● **INSTRUÇÕES DE TRABALHO**:
Copie sem alterações o trecho do relato abaixo que vai de "Fico à varanda, a" a "alarme de incêndio.", incluindo as palavras de início e de fim.
====== EXCERTO DO DOCUMENTO ======
"Atribulações de uma chinesa no Cairo"- 1
"Chamo-me Yitong Shen e tenho 24 anos. Sou chinesa e moro no Cairo (Egipto). Quando saí da China menti aos meus pais pela primeira vez. O meu sonho era aprender francês. Há um liceu especial, bastante caro, na cidade de Changchun, no nordeste da China, junto à fronteira russa, onde ensinam línguas estrangeiras. A minha família vendeu a nossa casa e mudámo-nos, para eu poder inscrever-me nesse liceu. Foi um esforço muito grande. O meu pai é empregado de escritório e a minha mãe trabalha numa farmácia.
Mais tarde, a embaixada de França na China recusou-me o visto de estudante quando pretendi continuar os estudos em Paris. No Egipto há uma universidade francesa reputada, cujo processo de inscrição demora dois dias. Era quase tudo o que eu sabia então sobre este país onde agora habito. Quando mostrei o passaporte ao meu pai, ele não percebeu. Dado que só lê o chinês, julgou que era um visto para França. Na China é assim. Queremos vencer na vida. Atiramo-nos facilmente para a emigração.
Tomei o avião para o Cairo em 29 de Fevereiro de 2008, três anos antes da revolução. No aeroporto tinha um amigo à espera. Tinhamo-nos relacionado na Net. Ele aprende chinês, tal como muitos outros egípcios, desde há cinco ou seis anos. Tratou de alugar-me um apartamento na Praça Guizé, um bairro popular. Não quer que eu saia à rua sem ele e, como não conheço mais ninguém, obedeço-lhe. Quando estou acompanhada por ele, vai tudo bem. Se estiver sozinha os que se cruzam comigo na rua começam a gritar "Sini, sini!", que quer dizer chinesa. Os homens olham para mim com um ar estranho, como se estivesse nua. Fico logo nervosa, cheia de medo.
Fico à varanda, a olhar para o Cairo que me parece um enorme contentor de lixo. Oiço o barulho da cidade, todo o dia e toda a noite. As apitadelas, os autocarros sem portas, onde as pessoas se agarram conforme podem, os apelos à oração que ao princípio confundi com um alarme de incêndio.
====== DADOS FORNECIDOS ======
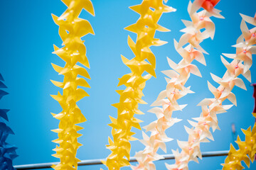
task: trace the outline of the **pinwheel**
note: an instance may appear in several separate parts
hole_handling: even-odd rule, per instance
[[[7,88],[3,81],[4,78],[0,74],[0,88]],[[0,99],[7,94],[7,92],[0,90]],[[14,135],[12,130],[5,123],[9,120],[7,116],[9,111],[8,109],[0,109],[0,169],[14,170],[13,160],[18,157],[16,153],[17,148],[6,142],[9,135]]]
[[[176,64],[167,58],[173,70],[163,72],[170,79],[166,78],[166,90],[159,94],[156,101],[151,105],[161,108],[155,107],[149,110],[156,115],[157,120],[144,127],[146,131],[151,132],[151,135],[148,137],[143,132],[144,139],[141,142],[145,145],[145,148],[136,154],[135,157],[139,164],[132,166],[133,169],[156,169],[153,162],[163,159],[157,154],[158,149],[161,148],[166,152],[165,142],[172,140],[165,134],[165,130],[181,120],[171,118],[172,113],[174,111],[182,110],[186,106],[179,105],[177,100],[188,94],[193,93],[190,90],[190,87],[185,87],[191,74],[201,76],[198,67],[191,62],[196,60],[203,64],[206,64],[203,53],[207,52],[200,46],[200,43],[209,37],[213,38],[215,25],[210,19],[211,15],[208,12],[203,10],[196,13],[195,8],[194,4],[189,2],[188,11],[192,21],[183,21],[186,28],[181,31],[185,33],[178,42],[174,40],[175,48],[183,59],[178,64]],[[201,33],[202,29],[206,30]],[[188,45],[183,47],[188,43]]]
[[[63,2],[68,9],[60,17],[53,15],[54,22],[60,26],[59,34],[64,45],[61,48],[54,45],[53,53],[66,62],[64,67],[52,64],[59,74],[64,75],[63,82],[51,81],[54,85],[63,89],[63,95],[59,92],[58,95],[51,95],[63,108],[58,114],[52,113],[54,118],[60,120],[59,128],[52,130],[58,135],[58,139],[53,141],[59,144],[53,149],[56,154],[53,155],[60,159],[60,164],[53,165],[56,170],[77,169],[80,161],[75,155],[78,147],[82,145],[78,142],[78,137],[82,135],[78,131],[82,128],[76,124],[85,122],[86,119],[76,102],[89,95],[78,86],[87,88],[90,86],[85,79],[79,78],[78,75],[90,78],[87,70],[77,63],[90,67],[81,37],[88,33],[94,34],[89,21],[78,17],[82,8],[94,15],[92,2],[90,0],[63,0]]]
[[[134,42],[128,37],[128,45],[135,57],[129,60],[122,56],[124,64],[132,72],[119,79],[118,86],[124,85],[126,89],[117,91],[120,95],[120,100],[119,103],[113,106],[117,108],[117,118],[110,116],[112,123],[109,125],[112,128],[113,140],[109,137],[107,148],[110,149],[112,153],[107,160],[102,162],[112,170],[117,170],[129,165],[129,141],[137,140],[132,137],[134,132],[131,132],[131,129],[134,127],[141,130],[139,123],[142,122],[134,118],[134,115],[143,114],[138,108],[139,103],[146,103],[142,99],[142,90],[146,85],[146,81],[151,76],[156,76],[156,59],[149,47],[151,45],[159,46],[166,43],[154,38],[156,30],[169,31],[159,26],[157,22],[163,13],[175,11],[174,8],[164,5],[162,0],[144,0],[141,4],[131,6],[130,8],[141,16],[136,23],[125,28],[135,33],[137,38]],[[142,76],[145,72],[149,74]]]
[[[250,18],[247,16],[245,17],[244,15],[241,16],[243,19]],[[217,114],[225,113],[233,105],[237,105],[235,96],[231,92],[232,89],[235,86],[246,89],[244,82],[238,76],[240,74],[242,74],[250,81],[251,73],[249,69],[252,62],[252,55],[255,54],[256,51],[255,46],[253,45],[255,44],[253,35],[248,38],[248,36],[246,35],[249,34],[249,33],[253,35],[253,33],[255,33],[255,28],[249,30],[245,21],[242,21],[241,30],[242,37],[240,36],[238,39],[237,44],[233,45],[233,47],[237,48],[236,54],[223,54],[226,57],[233,58],[233,60],[230,63],[226,61],[224,57],[221,57],[221,61],[228,69],[223,77],[220,78],[211,74],[213,79],[220,84],[218,88],[215,88],[208,82],[209,90],[214,95],[214,98],[205,98],[198,104],[198,106],[201,106],[202,108],[202,113],[199,118],[193,118],[193,120],[197,122],[188,121],[193,126],[192,128],[186,128],[186,131],[189,135],[188,141],[179,142],[179,146],[182,149],[182,151],[181,152],[176,151],[174,153],[175,154],[176,162],[175,164],[167,165],[169,169],[188,169],[188,164],[190,161],[193,160],[197,162],[197,157],[202,157],[200,151],[201,142],[209,142],[208,139],[213,140],[213,137],[209,131],[210,128],[213,129],[213,132],[219,128]],[[246,36],[245,36],[245,35]],[[233,105],[223,105],[223,102],[225,99],[229,100]],[[254,133],[250,133],[249,131],[250,131],[250,129],[244,131],[247,137],[251,137],[252,135],[254,135]],[[238,144],[242,144],[242,142],[241,142],[239,139],[238,141]],[[245,143],[242,143],[242,145],[245,145],[244,144]],[[233,153],[233,149],[232,148],[230,152]],[[252,156],[250,155],[250,157]],[[242,159],[244,159],[244,160],[247,162],[245,157],[240,158]],[[234,158],[228,158],[226,162],[227,164],[225,166],[230,169],[232,169],[232,167],[240,169],[240,167],[238,166],[232,166],[232,163],[228,162],[233,160]],[[230,164],[230,166],[229,164]],[[239,164],[234,163],[234,164],[238,165]]]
======
● **RESPOSTA À TAREFA**:
Fico à varanda, a olhar para o Cairo que me parece um enorme contentor de lixo. Oiço o barulho da cidade, todo o dia e toda a noite. As apitadelas, os autocarros sem portas, onde as pessoas se agarram conforme podem, os apelos à oração que ao princípio confundi com um alarme de incêndio.